# PROVIDED RECORDS:
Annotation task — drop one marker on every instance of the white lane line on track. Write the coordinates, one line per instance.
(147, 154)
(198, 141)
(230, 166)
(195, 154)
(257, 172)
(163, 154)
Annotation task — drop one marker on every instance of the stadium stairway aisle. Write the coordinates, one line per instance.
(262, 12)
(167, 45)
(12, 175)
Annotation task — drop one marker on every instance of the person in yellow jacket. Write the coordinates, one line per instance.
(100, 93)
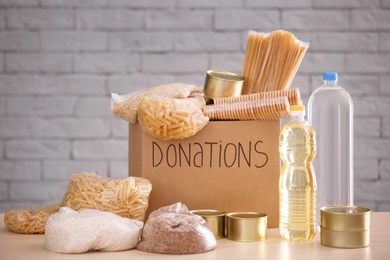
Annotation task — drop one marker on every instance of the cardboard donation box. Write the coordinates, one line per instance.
(229, 165)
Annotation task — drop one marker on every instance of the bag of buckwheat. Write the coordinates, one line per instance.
(29, 220)
(175, 230)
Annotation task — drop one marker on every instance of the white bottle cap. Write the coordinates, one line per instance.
(298, 110)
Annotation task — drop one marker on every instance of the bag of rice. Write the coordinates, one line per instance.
(75, 232)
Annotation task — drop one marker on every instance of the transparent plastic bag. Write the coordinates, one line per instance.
(126, 106)
(75, 232)
(261, 109)
(169, 118)
(126, 197)
(175, 230)
(29, 220)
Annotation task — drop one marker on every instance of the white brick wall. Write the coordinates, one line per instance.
(60, 60)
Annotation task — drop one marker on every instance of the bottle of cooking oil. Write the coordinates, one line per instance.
(297, 183)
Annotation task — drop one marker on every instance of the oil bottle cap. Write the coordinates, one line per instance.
(330, 76)
(297, 110)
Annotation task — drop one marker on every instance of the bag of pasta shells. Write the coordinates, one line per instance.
(126, 197)
(170, 118)
(29, 220)
(126, 106)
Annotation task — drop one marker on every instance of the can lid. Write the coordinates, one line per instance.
(222, 84)
(246, 226)
(345, 218)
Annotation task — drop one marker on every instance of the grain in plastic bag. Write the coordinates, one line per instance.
(29, 220)
(175, 230)
(170, 118)
(126, 106)
(75, 232)
(126, 197)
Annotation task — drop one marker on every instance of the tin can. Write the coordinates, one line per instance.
(246, 226)
(345, 226)
(215, 219)
(222, 84)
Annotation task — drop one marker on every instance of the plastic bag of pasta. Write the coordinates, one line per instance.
(126, 106)
(170, 118)
(75, 232)
(29, 220)
(126, 197)
(175, 230)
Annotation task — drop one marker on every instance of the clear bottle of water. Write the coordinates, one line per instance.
(330, 112)
(297, 183)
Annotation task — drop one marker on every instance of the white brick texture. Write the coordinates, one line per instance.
(61, 60)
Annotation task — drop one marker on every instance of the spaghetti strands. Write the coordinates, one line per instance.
(261, 109)
(271, 61)
(293, 95)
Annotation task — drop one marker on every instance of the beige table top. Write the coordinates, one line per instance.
(18, 246)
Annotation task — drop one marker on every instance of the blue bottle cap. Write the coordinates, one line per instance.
(330, 76)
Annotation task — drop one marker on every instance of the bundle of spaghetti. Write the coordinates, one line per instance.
(271, 61)
(293, 95)
(261, 109)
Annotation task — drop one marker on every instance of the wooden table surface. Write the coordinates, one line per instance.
(18, 246)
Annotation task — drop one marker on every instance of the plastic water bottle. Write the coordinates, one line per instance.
(330, 112)
(297, 184)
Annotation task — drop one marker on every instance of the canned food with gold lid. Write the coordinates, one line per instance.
(246, 226)
(345, 226)
(222, 84)
(215, 220)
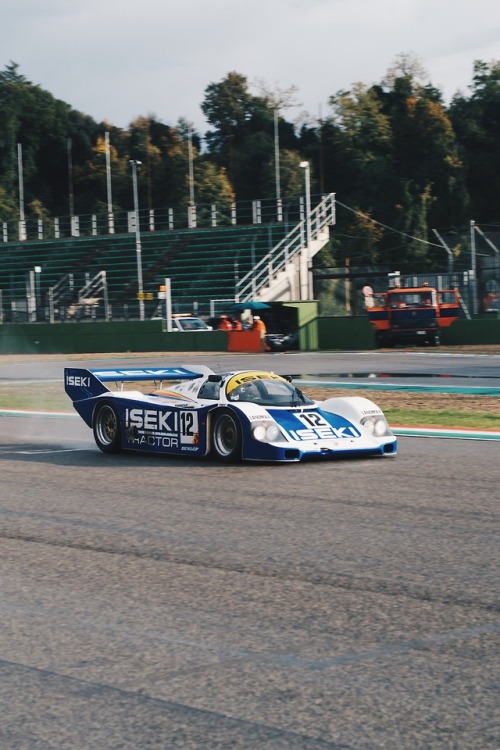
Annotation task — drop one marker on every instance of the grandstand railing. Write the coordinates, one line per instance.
(265, 270)
(260, 211)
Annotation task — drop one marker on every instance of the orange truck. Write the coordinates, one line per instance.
(413, 315)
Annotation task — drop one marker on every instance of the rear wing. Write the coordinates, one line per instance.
(81, 384)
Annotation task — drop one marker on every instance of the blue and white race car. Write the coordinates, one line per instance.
(250, 414)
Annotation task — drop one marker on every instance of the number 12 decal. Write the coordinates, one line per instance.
(188, 426)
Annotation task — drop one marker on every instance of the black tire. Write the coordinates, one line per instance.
(226, 436)
(107, 431)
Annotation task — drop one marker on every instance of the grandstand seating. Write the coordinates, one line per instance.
(203, 265)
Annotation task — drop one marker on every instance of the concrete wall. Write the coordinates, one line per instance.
(80, 338)
(321, 334)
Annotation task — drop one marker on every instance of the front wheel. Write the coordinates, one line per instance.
(107, 433)
(226, 436)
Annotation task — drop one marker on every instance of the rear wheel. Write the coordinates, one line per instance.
(107, 433)
(226, 436)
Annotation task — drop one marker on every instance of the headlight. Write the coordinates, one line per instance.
(267, 432)
(376, 425)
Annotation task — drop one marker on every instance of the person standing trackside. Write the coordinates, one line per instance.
(368, 295)
(225, 324)
(259, 325)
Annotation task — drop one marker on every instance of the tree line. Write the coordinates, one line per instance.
(400, 160)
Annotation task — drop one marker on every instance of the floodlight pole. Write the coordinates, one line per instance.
(138, 247)
(307, 177)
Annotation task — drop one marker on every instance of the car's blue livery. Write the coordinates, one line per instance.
(249, 414)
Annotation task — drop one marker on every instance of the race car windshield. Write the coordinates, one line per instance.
(269, 393)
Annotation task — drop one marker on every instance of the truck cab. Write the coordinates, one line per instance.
(413, 315)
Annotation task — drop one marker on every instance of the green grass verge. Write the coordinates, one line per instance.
(443, 418)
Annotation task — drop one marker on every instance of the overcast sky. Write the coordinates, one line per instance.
(115, 60)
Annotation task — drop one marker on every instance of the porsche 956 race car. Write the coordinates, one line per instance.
(251, 415)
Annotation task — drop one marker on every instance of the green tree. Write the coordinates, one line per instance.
(476, 122)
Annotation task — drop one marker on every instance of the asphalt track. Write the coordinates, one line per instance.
(162, 603)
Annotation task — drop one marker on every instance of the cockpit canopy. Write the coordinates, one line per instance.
(265, 389)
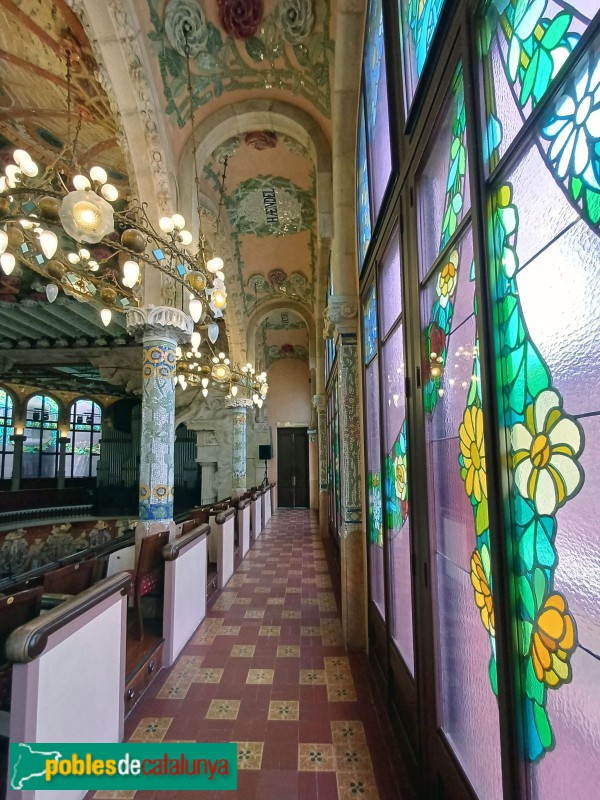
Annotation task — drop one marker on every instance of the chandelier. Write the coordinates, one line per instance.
(217, 372)
(70, 226)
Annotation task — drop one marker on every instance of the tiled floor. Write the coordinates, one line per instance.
(266, 669)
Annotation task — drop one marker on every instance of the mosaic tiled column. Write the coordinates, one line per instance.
(341, 318)
(320, 406)
(18, 440)
(63, 441)
(161, 330)
(239, 409)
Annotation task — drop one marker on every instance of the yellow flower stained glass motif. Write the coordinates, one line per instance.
(472, 448)
(545, 448)
(480, 570)
(553, 641)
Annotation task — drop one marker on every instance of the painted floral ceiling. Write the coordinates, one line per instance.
(272, 52)
(37, 39)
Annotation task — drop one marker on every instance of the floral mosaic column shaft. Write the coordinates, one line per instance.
(161, 329)
(341, 318)
(238, 475)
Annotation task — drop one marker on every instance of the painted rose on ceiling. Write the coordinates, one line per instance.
(295, 19)
(240, 18)
(261, 140)
(185, 21)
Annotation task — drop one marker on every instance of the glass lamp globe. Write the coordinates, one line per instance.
(86, 217)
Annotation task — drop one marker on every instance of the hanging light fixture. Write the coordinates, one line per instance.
(52, 218)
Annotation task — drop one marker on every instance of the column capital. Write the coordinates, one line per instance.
(239, 402)
(160, 322)
(340, 316)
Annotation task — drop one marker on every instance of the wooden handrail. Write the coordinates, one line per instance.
(172, 550)
(99, 551)
(223, 516)
(29, 641)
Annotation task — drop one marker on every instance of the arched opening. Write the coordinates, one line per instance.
(85, 430)
(40, 451)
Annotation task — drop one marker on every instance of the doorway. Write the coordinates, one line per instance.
(292, 468)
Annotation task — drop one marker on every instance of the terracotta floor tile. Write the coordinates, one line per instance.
(223, 709)
(260, 676)
(269, 630)
(122, 795)
(287, 665)
(209, 675)
(313, 677)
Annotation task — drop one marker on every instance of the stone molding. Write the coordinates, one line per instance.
(239, 402)
(140, 86)
(160, 321)
(340, 316)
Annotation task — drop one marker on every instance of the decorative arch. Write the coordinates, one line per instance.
(250, 115)
(43, 414)
(267, 308)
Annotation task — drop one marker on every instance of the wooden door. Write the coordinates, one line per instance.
(292, 468)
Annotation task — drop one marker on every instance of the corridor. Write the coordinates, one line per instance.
(266, 670)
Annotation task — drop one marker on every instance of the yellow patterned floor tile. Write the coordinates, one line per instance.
(310, 630)
(250, 755)
(223, 709)
(151, 729)
(356, 784)
(288, 651)
(316, 758)
(243, 650)
(284, 710)
(341, 693)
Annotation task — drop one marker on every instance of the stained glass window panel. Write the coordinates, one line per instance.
(83, 449)
(418, 20)
(390, 285)
(523, 46)
(443, 186)
(370, 324)
(363, 204)
(458, 518)
(397, 493)
(374, 487)
(377, 115)
(546, 259)
(40, 451)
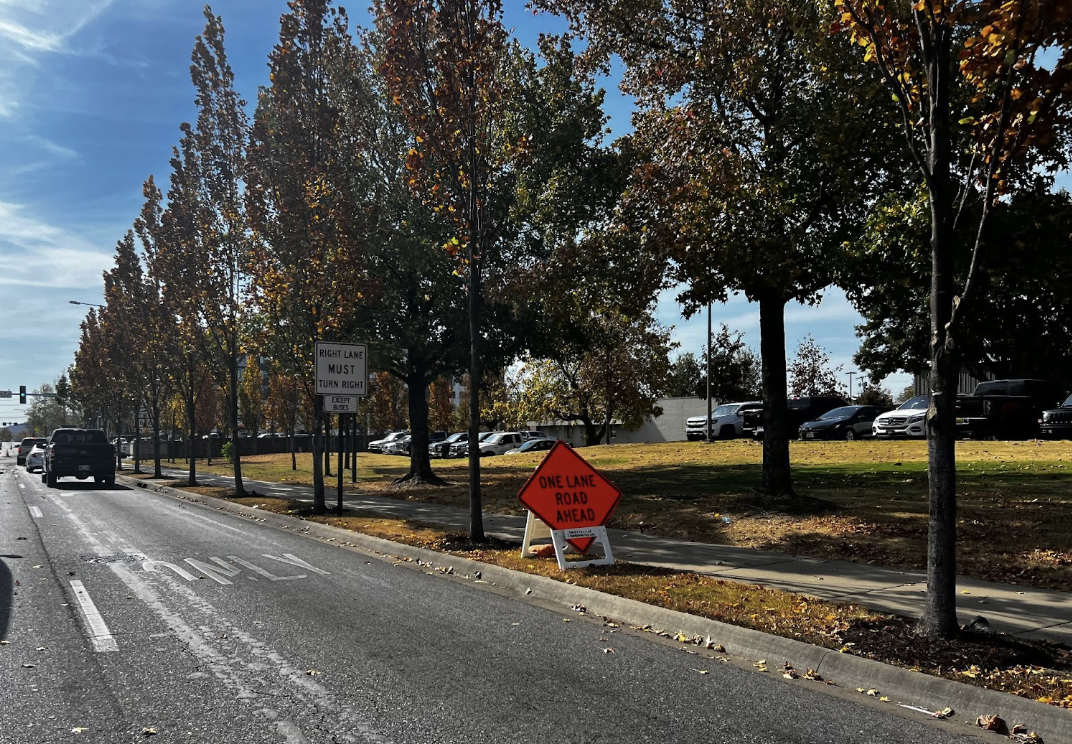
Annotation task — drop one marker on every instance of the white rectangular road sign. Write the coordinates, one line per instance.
(341, 404)
(341, 369)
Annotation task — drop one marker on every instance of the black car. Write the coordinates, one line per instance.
(845, 422)
(1057, 422)
(800, 410)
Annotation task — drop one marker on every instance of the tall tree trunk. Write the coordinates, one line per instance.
(939, 616)
(420, 464)
(777, 478)
(191, 441)
(476, 373)
(236, 457)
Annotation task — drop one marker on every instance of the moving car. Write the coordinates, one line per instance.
(727, 421)
(539, 445)
(25, 447)
(35, 460)
(905, 420)
(846, 422)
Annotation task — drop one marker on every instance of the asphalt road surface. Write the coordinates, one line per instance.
(129, 616)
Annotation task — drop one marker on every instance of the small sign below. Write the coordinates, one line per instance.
(341, 404)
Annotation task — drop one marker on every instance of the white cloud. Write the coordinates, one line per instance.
(39, 254)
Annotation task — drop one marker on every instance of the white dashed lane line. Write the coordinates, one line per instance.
(99, 634)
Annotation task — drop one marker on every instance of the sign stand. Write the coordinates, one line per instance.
(559, 537)
(536, 529)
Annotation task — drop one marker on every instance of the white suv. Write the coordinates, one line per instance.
(500, 442)
(727, 421)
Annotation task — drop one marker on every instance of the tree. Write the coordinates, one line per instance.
(307, 263)
(873, 395)
(810, 373)
(755, 153)
(1014, 107)
(735, 370)
(620, 375)
(444, 63)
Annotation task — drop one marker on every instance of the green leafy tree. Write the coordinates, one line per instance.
(810, 373)
(755, 150)
(307, 261)
(621, 374)
(445, 65)
(1000, 54)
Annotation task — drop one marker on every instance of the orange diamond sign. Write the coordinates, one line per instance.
(566, 493)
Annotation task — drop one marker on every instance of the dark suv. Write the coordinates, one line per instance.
(801, 410)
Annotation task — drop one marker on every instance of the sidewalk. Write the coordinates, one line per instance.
(1015, 610)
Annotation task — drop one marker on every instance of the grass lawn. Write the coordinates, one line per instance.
(1014, 499)
(1014, 526)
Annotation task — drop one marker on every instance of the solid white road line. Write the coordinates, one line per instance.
(99, 634)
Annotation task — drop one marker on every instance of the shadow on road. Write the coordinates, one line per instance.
(6, 594)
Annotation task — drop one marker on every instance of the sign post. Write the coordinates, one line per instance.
(342, 378)
(574, 501)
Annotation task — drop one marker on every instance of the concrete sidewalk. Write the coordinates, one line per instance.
(1015, 610)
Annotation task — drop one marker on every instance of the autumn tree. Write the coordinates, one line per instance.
(619, 375)
(445, 65)
(306, 264)
(755, 153)
(1014, 60)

# STATED TASK:
Copy exactly the lines of the listing above, beginning at the line with "the green leafy" and ending at its final line; write out nothing else.

# ANSWER FOR THIS EXERCISE:
Annotation task — drop one marker on every instance of the green leafy tree. Write the coordinates, one line per instance.
(810, 373)
(755, 150)
(307, 261)
(621, 374)
(445, 65)
(1000, 54)
Annotation task — drop one marker on every instance of the orange diamond sign. Write the coordinates, one line per instance.
(566, 493)
Annotation task — drop one marker on every instance of the dark suv. Write the coordinates, one line per instance.
(801, 410)
Annotation task — drop one marker on every instance of the sidewalk. Write the coordinates, one line per instance.
(1015, 610)
Annotation task — drop one marker on every instance of the grass lawn. Write the coordinates, one line per instance.
(1014, 499)
(1014, 526)
Annotation task — drop one marker on every instance of the solid white road line. Write the coordinates, one line per instance.
(99, 634)
Annotation task — drop one marker on every instance of the shadow on road. Write the coordinates, one line per instance.
(6, 594)
Annotation task — drop one marker on every instance of the sign post. Write the coordinates, one line per instance.
(342, 378)
(574, 501)
Annotation task — drop one marker on every instance of the concrete sidewalk. Write the coordinates, one line per instance.
(1015, 610)
Annotation task — drop one marker on every instance of the autumn tree. Write the coordinates, one line per instance.
(619, 375)
(445, 65)
(306, 264)
(755, 153)
(1014, 60)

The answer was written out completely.